◆ DIRECTIONS: Reproduce the records below verbatim for the stretch from the line containing "Place one point on every instance of the red pomegranate" through the line containing "[(675, 261)]", keeping both end lines and omitting the pictures.

Point annotation dataset records:

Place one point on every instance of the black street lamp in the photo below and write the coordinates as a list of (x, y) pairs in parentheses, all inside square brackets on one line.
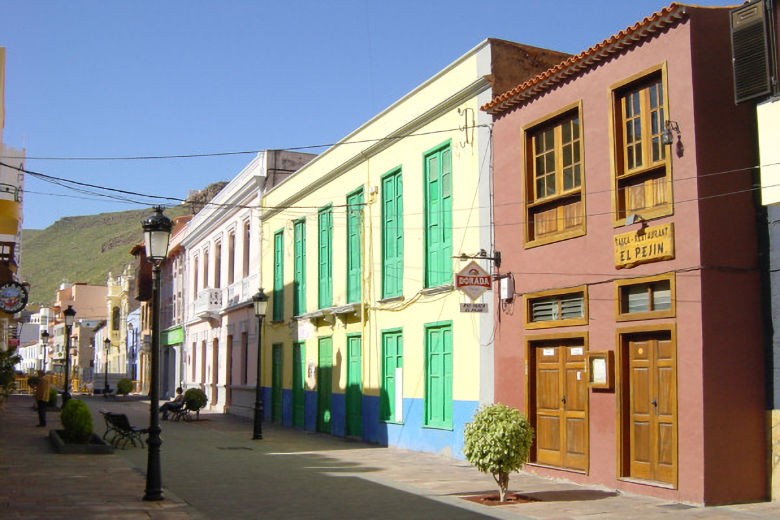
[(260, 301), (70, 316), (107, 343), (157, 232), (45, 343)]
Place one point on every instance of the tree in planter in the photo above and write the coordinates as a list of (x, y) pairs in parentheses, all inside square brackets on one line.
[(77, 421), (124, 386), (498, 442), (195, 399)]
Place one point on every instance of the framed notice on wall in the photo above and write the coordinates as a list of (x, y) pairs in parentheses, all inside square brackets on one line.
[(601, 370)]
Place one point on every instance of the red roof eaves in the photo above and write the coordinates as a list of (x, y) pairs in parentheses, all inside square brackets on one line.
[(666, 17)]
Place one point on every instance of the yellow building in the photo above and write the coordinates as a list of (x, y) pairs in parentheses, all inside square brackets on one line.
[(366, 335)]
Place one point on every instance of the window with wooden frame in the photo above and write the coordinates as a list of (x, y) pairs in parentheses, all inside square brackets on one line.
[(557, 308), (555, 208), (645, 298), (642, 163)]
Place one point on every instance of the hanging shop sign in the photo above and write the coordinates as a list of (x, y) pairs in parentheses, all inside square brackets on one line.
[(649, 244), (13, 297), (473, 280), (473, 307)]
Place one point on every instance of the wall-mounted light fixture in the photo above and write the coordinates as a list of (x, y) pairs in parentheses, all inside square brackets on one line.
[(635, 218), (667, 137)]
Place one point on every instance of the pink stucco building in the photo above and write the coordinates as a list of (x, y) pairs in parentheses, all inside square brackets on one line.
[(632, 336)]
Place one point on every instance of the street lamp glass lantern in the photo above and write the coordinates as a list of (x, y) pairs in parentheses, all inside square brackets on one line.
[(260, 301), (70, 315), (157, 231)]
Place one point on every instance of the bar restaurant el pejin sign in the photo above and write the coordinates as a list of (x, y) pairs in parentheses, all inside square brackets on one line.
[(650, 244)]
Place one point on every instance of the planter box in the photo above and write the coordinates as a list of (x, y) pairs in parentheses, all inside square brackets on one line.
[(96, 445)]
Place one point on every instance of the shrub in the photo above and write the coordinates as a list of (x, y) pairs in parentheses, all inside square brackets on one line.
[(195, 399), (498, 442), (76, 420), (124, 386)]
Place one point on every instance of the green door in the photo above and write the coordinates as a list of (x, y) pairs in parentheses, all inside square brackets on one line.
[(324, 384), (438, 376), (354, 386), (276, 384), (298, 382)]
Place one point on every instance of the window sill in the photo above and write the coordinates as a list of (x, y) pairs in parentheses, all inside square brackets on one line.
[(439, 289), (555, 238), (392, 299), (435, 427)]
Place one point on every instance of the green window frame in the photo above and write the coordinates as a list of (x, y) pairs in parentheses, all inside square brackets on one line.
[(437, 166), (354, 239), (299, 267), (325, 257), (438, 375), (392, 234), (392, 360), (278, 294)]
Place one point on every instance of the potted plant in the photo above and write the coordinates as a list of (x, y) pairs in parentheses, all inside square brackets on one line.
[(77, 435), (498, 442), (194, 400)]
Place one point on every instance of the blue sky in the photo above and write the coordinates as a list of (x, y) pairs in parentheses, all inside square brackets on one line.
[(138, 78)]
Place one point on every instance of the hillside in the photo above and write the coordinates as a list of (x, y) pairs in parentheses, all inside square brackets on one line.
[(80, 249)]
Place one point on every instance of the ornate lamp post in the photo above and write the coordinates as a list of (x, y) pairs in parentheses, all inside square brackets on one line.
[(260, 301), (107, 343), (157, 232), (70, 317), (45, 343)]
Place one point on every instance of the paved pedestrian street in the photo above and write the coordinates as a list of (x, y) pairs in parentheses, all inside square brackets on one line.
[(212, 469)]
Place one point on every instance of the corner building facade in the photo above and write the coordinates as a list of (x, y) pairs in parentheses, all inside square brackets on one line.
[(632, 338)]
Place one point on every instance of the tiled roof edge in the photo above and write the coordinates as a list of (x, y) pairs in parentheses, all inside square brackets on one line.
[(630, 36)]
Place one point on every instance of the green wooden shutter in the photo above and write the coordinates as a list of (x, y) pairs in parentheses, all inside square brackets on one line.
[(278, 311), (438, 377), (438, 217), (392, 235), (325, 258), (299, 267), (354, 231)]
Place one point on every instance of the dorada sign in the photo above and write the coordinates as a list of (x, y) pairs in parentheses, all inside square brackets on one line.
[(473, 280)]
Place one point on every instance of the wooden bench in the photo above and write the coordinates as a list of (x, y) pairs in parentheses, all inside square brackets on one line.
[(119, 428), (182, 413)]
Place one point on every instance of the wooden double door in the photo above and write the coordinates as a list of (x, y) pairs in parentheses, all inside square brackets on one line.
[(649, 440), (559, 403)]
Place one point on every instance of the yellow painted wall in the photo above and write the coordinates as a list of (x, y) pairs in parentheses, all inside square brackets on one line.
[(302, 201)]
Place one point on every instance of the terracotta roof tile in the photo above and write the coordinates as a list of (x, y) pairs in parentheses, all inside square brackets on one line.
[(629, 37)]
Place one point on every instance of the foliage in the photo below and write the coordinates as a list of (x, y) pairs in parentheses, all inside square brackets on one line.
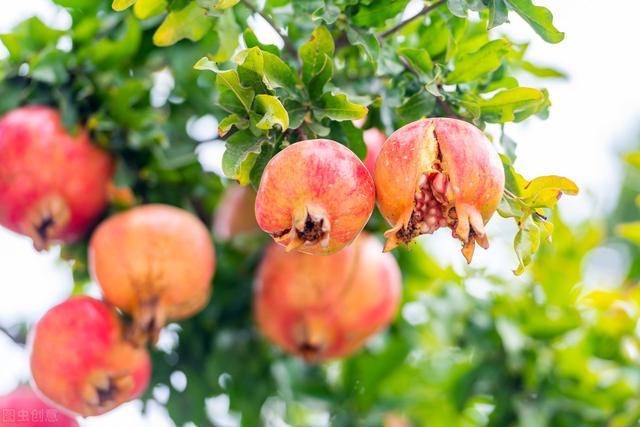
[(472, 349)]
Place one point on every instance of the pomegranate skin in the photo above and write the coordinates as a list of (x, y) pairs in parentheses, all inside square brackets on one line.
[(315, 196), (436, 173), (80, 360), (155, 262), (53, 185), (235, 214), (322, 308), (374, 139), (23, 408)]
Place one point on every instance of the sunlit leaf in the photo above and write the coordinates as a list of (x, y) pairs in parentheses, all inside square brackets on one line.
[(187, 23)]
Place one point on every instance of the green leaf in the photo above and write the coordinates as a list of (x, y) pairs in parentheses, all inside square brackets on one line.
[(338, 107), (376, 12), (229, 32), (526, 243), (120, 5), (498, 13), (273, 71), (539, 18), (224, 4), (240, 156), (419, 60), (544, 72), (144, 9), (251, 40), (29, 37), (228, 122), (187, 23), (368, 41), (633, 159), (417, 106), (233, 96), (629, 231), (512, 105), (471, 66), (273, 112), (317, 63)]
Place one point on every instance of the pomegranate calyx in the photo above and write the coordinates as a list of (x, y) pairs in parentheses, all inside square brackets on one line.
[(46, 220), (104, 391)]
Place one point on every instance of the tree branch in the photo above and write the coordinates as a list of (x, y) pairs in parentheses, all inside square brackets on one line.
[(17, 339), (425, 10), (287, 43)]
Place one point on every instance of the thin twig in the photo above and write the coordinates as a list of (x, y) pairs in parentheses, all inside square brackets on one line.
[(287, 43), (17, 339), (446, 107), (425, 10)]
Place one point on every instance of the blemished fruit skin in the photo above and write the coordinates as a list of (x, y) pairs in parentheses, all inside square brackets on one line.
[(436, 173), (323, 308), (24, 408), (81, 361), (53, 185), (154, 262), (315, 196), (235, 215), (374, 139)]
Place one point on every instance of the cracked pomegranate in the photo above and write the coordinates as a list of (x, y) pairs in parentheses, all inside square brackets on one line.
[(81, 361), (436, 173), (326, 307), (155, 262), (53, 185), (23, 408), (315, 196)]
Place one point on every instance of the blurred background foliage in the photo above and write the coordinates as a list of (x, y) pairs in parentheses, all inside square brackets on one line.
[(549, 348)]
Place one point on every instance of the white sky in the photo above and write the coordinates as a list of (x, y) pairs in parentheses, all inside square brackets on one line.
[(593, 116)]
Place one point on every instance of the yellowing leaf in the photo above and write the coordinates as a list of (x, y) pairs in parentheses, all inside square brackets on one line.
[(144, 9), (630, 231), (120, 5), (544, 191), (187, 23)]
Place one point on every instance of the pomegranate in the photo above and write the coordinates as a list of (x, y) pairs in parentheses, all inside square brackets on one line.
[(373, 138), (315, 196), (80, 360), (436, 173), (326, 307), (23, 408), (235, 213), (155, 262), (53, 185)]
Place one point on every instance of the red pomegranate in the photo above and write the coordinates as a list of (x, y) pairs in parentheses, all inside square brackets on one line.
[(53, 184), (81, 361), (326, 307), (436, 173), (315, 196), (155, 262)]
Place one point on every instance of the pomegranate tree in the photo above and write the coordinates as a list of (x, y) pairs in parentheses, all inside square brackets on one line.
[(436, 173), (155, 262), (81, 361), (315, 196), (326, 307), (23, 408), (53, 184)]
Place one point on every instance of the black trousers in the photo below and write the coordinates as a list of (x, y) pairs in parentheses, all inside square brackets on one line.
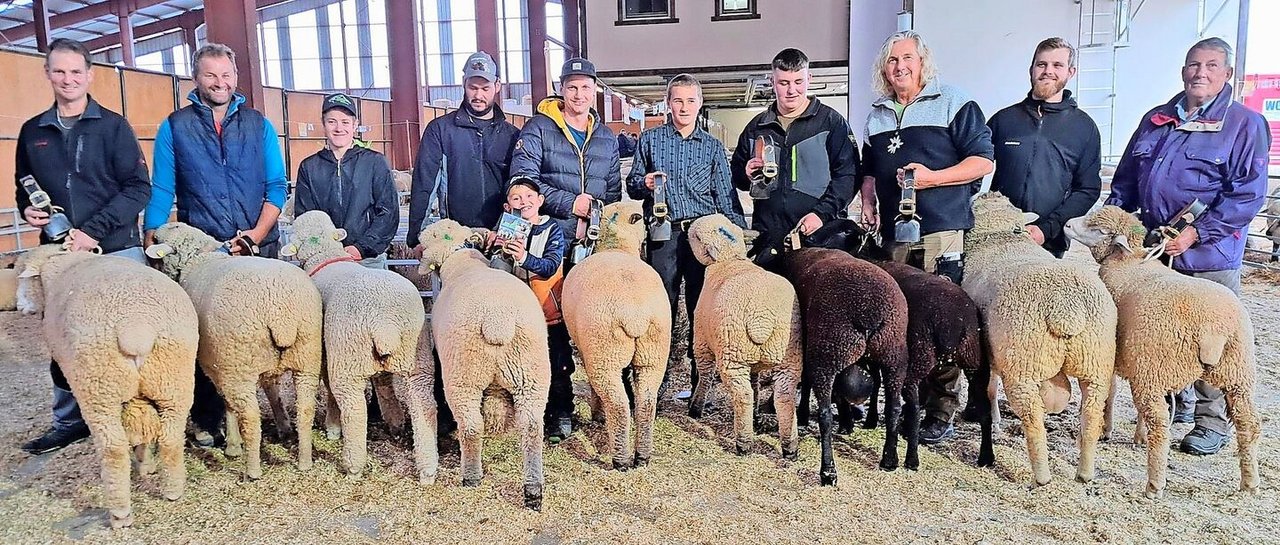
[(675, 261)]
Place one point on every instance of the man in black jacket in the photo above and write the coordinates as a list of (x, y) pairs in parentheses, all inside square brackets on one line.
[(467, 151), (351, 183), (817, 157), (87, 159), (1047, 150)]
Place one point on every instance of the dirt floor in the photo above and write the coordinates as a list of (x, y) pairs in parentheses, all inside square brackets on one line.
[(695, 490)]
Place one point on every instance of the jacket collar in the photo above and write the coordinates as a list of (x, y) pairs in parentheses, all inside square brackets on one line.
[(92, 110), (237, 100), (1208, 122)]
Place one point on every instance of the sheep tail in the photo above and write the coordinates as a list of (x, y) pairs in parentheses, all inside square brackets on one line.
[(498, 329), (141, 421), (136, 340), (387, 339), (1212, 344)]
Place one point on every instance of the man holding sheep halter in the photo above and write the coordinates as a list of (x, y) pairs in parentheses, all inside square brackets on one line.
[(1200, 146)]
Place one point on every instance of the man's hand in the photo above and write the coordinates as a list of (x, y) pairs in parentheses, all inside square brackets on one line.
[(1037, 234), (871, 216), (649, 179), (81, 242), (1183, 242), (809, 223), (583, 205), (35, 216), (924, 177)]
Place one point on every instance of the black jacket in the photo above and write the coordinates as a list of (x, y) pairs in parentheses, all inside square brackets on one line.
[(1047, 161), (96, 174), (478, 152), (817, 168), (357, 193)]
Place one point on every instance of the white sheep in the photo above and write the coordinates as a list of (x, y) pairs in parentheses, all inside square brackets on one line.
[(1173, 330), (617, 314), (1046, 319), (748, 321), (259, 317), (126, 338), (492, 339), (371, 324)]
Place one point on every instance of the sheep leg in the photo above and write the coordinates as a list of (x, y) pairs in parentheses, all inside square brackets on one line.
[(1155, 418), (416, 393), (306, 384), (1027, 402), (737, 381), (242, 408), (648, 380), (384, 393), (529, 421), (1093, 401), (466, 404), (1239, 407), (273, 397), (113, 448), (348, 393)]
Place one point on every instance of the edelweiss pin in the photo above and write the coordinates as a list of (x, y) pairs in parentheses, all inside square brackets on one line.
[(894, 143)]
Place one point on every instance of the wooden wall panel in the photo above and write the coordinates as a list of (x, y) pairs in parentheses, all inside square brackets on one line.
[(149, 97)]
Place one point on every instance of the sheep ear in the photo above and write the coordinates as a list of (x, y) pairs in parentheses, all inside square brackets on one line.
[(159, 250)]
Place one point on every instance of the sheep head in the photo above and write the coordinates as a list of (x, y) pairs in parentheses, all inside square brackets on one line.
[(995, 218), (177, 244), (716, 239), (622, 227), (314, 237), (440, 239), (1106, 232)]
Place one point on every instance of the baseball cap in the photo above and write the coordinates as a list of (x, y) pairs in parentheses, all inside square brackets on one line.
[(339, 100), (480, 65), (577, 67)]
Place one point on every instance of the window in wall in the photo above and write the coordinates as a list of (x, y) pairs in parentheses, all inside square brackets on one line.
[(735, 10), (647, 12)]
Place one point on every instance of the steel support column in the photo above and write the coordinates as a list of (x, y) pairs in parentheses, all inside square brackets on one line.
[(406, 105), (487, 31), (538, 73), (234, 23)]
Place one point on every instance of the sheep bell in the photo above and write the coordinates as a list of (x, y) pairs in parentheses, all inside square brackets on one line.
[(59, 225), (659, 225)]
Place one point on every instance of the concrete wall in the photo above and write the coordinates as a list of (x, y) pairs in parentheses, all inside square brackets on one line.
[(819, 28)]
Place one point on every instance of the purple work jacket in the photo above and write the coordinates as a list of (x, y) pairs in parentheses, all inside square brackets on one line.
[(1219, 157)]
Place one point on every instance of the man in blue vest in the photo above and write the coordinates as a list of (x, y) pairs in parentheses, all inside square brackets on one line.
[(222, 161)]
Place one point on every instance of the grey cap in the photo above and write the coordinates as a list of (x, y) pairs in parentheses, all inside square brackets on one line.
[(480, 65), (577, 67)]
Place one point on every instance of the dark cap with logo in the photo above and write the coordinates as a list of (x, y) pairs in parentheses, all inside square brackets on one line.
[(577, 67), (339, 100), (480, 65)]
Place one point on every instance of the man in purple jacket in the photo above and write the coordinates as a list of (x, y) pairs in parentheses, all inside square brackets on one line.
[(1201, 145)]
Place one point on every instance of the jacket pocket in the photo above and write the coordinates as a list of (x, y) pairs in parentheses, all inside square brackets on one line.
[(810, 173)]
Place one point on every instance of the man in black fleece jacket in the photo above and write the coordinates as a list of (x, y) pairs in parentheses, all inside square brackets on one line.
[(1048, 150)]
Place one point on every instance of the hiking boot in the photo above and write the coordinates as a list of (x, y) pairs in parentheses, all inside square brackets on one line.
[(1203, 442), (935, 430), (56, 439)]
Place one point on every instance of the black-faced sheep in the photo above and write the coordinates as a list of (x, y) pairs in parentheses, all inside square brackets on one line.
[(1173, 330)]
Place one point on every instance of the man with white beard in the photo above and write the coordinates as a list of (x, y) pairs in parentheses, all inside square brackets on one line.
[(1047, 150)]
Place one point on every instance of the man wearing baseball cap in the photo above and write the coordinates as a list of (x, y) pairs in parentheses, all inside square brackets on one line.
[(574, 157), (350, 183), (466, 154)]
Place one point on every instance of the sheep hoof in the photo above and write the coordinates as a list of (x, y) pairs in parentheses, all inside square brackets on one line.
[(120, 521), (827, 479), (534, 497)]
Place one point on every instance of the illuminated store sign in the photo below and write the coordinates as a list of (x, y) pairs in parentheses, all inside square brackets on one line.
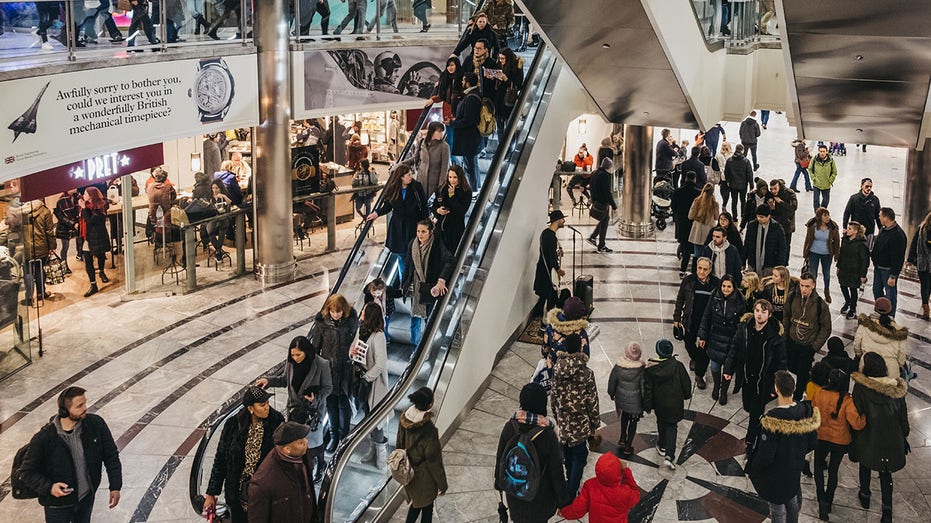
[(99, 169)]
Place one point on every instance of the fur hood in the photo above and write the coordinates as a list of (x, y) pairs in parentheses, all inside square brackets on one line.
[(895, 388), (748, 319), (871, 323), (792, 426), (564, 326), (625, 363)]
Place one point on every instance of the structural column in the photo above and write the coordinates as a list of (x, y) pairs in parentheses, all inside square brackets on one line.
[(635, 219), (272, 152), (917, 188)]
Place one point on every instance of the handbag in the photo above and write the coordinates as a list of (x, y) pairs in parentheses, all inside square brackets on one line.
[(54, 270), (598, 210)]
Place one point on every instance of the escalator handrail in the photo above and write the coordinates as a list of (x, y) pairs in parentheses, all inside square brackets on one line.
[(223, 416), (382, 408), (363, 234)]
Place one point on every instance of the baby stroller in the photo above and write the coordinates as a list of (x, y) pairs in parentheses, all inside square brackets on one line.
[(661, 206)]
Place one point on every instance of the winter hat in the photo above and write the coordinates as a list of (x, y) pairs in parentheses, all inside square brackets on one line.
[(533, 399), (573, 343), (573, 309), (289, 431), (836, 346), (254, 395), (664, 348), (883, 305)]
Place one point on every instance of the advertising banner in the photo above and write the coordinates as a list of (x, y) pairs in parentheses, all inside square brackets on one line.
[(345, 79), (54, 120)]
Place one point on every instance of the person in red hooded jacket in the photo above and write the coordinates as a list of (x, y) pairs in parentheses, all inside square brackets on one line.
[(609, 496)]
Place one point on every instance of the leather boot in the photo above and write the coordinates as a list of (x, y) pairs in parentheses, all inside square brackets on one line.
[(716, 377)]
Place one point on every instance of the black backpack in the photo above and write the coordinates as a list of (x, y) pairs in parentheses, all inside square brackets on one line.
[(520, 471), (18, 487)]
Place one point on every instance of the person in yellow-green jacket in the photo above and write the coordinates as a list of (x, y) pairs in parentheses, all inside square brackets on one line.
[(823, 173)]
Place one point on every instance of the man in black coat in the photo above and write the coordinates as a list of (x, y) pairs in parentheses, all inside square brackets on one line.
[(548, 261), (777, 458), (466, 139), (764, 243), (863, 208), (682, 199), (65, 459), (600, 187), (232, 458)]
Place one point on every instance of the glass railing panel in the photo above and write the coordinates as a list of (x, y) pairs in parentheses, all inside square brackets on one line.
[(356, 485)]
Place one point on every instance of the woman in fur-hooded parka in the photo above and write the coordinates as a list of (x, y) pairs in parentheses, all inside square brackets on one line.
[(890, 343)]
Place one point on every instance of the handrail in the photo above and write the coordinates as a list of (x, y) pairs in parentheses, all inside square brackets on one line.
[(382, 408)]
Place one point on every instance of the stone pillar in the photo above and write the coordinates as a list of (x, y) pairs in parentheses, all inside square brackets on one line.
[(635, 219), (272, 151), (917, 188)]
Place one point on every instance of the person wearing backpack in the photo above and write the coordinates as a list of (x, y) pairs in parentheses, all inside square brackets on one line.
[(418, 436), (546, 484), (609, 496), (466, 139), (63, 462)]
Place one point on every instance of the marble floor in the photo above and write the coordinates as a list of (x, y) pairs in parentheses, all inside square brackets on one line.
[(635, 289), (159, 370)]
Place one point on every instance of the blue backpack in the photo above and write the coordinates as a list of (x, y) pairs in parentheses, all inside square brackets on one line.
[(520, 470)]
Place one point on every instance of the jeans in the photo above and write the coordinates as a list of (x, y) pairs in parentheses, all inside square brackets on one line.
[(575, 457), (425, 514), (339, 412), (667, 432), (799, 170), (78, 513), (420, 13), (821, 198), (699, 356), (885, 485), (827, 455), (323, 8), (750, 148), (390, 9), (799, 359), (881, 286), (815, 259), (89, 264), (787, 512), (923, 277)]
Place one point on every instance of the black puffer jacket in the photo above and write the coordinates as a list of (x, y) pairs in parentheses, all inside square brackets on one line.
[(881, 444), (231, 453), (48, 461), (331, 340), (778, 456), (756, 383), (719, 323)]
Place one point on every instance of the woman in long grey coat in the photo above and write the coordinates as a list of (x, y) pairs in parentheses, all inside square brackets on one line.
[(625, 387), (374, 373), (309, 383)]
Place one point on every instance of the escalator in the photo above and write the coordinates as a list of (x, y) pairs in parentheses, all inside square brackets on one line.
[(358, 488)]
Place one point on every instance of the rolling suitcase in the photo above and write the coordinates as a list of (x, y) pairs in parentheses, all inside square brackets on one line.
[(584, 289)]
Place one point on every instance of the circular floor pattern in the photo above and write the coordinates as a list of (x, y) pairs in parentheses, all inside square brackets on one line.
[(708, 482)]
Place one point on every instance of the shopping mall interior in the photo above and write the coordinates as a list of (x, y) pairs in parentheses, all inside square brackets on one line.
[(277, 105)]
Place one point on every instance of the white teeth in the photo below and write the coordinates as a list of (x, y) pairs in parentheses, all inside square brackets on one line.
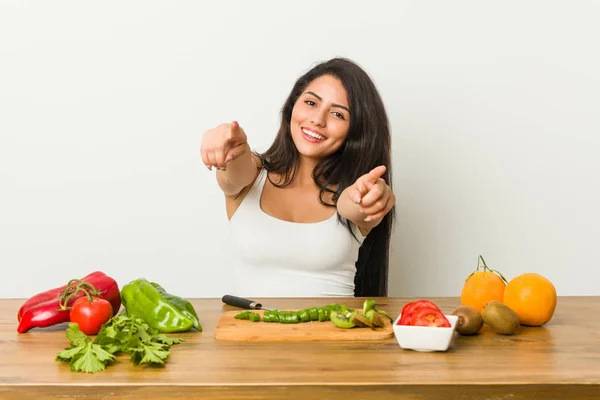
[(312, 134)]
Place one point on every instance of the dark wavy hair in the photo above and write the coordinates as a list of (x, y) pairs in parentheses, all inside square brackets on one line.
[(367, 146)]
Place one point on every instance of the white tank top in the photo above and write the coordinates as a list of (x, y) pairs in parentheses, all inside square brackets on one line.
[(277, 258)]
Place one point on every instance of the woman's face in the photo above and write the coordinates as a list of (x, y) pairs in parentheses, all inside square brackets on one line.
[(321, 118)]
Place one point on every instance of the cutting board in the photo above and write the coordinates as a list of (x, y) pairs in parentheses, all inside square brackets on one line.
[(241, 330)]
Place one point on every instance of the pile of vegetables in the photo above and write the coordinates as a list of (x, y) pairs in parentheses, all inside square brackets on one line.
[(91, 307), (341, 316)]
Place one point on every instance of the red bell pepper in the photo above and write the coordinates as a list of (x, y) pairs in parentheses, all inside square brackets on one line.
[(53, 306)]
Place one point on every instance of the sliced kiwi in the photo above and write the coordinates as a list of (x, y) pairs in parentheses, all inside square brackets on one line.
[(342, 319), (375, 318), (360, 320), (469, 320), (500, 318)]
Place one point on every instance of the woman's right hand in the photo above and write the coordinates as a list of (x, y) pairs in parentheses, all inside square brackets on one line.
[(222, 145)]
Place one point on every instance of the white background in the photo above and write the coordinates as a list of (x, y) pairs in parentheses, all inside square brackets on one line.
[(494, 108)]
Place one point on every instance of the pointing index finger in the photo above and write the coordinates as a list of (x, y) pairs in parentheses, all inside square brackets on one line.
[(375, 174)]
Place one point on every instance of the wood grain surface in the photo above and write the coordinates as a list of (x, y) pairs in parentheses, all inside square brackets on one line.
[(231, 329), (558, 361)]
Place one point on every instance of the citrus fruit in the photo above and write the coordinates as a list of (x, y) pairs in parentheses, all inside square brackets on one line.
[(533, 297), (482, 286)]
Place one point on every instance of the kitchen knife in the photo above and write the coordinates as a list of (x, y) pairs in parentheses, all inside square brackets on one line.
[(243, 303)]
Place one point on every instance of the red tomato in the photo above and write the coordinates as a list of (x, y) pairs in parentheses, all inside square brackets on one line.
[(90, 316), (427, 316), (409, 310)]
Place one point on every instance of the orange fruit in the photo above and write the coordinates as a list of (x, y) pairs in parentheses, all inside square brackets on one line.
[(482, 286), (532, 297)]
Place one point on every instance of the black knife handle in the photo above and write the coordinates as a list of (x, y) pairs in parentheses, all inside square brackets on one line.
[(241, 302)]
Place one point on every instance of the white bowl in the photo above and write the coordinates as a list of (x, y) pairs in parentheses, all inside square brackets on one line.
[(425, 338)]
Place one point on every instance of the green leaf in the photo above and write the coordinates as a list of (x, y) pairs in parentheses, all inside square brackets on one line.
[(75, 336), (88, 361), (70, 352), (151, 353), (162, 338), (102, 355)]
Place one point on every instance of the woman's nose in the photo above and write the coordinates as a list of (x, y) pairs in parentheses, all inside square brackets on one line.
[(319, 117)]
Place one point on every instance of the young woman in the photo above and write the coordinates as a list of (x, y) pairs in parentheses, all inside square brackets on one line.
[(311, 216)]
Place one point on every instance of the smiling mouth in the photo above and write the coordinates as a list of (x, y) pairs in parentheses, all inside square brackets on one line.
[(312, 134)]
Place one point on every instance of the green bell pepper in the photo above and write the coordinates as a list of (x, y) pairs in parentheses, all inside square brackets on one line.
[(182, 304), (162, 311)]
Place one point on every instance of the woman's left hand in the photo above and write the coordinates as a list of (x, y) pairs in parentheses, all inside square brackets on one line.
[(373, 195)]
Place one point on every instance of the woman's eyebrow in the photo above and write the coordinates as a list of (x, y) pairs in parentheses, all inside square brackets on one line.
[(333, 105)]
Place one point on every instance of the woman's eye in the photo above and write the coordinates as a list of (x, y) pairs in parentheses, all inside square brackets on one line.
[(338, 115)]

◆ TASK SOLUTION:
Place one point on every instance of the red pomegranate in the photo above and write the coordinates as a list of (x, y) pairs in parentheses, all inside square brackets on one line.
[(53, 184), (81, 361), (326, 307), (436, 173), (315, 196), (155, 262)]
Place one point on every instance of the pomegranate tree in the photo above and write the coordinates as a list of (x, y) pairs in parentheses, all inside square brackets on one line.
[(436, 173), (155, 262), (81, 361), (315, 196), (326, 307), (23, 408), (53, 184)]
Place one point on every instance of the black trousers in the photo below and write the coordinates as a list of (x, y) pairs in parentheses, all inside square brackets on one line.
[(675, 261)]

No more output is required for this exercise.